■ What the exercise asks: Turn every line of the items below into a JSON list of strings, one string per line, with blank lines dropped. Leave the pictures out of the list.

■ Supplied data:

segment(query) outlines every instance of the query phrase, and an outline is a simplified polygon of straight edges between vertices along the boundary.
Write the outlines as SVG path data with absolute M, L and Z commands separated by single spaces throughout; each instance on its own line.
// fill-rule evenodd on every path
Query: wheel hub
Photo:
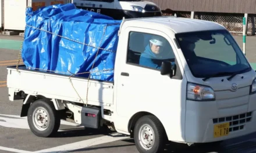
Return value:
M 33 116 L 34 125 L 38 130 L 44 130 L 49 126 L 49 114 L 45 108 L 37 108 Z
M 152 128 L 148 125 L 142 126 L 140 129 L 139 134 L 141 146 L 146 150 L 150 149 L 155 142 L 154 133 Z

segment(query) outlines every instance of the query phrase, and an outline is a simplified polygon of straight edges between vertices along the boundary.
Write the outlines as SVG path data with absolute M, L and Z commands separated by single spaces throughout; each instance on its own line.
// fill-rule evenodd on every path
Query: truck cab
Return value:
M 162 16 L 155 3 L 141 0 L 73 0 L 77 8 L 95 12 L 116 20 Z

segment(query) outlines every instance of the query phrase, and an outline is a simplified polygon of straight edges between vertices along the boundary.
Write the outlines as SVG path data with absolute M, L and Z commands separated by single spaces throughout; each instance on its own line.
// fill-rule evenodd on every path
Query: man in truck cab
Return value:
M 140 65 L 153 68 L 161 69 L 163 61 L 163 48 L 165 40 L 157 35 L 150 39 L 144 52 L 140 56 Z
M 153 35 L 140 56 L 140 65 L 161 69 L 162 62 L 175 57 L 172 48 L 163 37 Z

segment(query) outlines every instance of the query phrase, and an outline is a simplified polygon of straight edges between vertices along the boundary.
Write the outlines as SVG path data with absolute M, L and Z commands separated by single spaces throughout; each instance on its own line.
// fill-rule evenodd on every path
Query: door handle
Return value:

■ Response to this exercise:
[
  "segment(query) outlines every instance of the query phrase, and an outline is a simplified polygon of straight edges between vertices along the boundary.",
  "Write the outlines as SVG path data with absolute M, L and Z commands separated by single spaces throughout; each instance on its own line.",
  "// fill-rule evenodd on every path",
  "Query: wheel hub",
  "Photo:",
  "Return value:",
  "M 33 116 L 34 125 L 38 130 L 44 130 L 49 126 L 49 114 L 45 108 L 37 108 Z",
  "M 152 128 L 148 125 L 142 126 L 140 129 L 139 134 L 141 146 L 146 150 L 150 149 L 155 142 L 154 133 Z",
  "segment(query) outlines every instance of the query phrase, and an outline is a simplified polygon of straight edges between vertices along the boundary.",
  "Write the outlines as SVG path data with absolute M, L and Z commands separated by single spaces throughout; each instance on its own line.",
  "// fill-rule evenodd on every path",
  "Query: truck cab",
  "Return value:",
  "M 162 16 L 155 3 L 141 0 L 73 0 L 77 8 L 95 12 L 116 20 Z",
  "segment(query) outlines every instance of the query phrase, and an outline is a simplified polygon of straight edges between vertices along the boundary.",
  "Write the outlines as SVG path data with absolute M, L and Z commands separated by single spaces throughout; each instance on its own line.",
  "// fill-rule evenodd on every path",
  "Query: man in truck cab",
  "Return value:",
  "M 140 65 L 153 68 L 161 69 L 163 61 L 163 48 L 165 40 L 157 35 L 150 39 L 144 52 L 140 56 Z",
  "M 153 35 L 140 56 L 140 65 L 161 69 L 162 62 L 175 57 L 172 48 L 163 37 Z",
  "segment(query) outlines every instance of the query phrase, and an outline is a simplified polygon of straight edges between vertices along the boundary.",
  "Write the outlines as SVG path data with absolute M, L and Z commands separated by single spaces throughout; each instance on its own line.",
  "// fill-rule evenodd on every path",
  "Query: door handle",
  "Return value:"
]